Traduisez en anglais cette phrase de la lettre ci-dessous : « Je crains par conséquent qu’une telle démarche, outre les risques qu’elle comporte, soit à l’avance vouée à l’insuccès. »

**** Texte présenté ****

Il m’a prié, il est vrai, de ne pas vous dire que cette suggestion venait de lui. «Ce n’est pas le Ministre italien des Affaires étrangères qui vous parle, m’a-t-il dit, c’est un vieil ami que vous avez devant vous»; - je connais très bien Guariglia depuis 19 ans3 Il ajouta que, bien entendu, cette démarche ne devrait même pas avoir l’air de venir du côté italien. Il pensait que vous pourriez parler aux Alliés du point de vue suisse, un débarquement des Alliés à Gênes et des batailles dans la plaine du Pô pouvant avoir de très graves conséquences pour notre pays et nous mettre en grand danger. C’est en partant de cette conception que M. Guariglia imagine une démarche de notre part auprès des Alliés, évidemment tout à fait officieuse.
J’ai répondu à M. Guariglia qu’il m’était absolument impossible de quitter actuellement Rome, mais que je voulais charger une personne de confiance de vous en parler. J’avais pensé à mon collaborateur M. Mallet, qui devait partir ce soir en vacances mais qui, lui aussi, vu le moment très critique, préfère renvoyer son départ pour rester sur place. Je me permets de vous soumettre, par cette lettre personnelle, le désir de M. Guariglia.
Je ne vous cache pas - je l’ai aussi dit à M. Guariglia - que je trouve une pareille démarche extrêmement délicate et risquée. En outre, j’ai bien l’impression que les Etats-Majors des Alliés ne changeront pas leurs plans pour les beaux yeux de la Suisse et répondre à notre désir. Je crains par conséquent qu’une telle démarche, outre les risques qu’elle comporte, soit à l’avance vouée à l’insuccès. L’observation de M. Guariglia concernant la situation critique dans laquelle viendrait à se trouver la Suisse au cas où la guerre se rapprocherait de notre frontière du sud est certainement exacte; mais il est certain aussi que ce ne sont pas les préoccupations suisses qui empêcheront les Alliés de poursuivre leurs plans qu’ils doivent avoir établis de longue date.
Je me suis permis de vous soumettre mes propres réflexions mais n’ai pas voulu manquer de vous faire part du désir de M. Guariglia, homme fort intelligent mais qui, samedi soir, m’a fait l’impression de ne plus savoir à quel saint se vouer.

**** Données sources ****

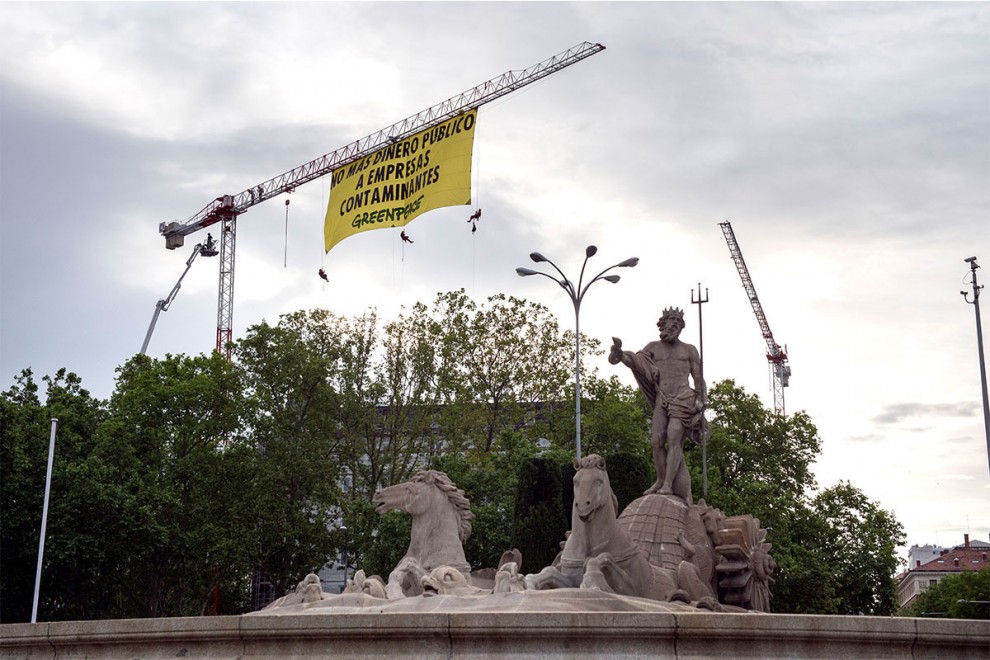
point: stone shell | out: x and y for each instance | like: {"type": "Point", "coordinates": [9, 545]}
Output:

****

Résultat de l'exercice: I therefore fear that such a step, besides the risks it involves, would be doomed to failure from the outset.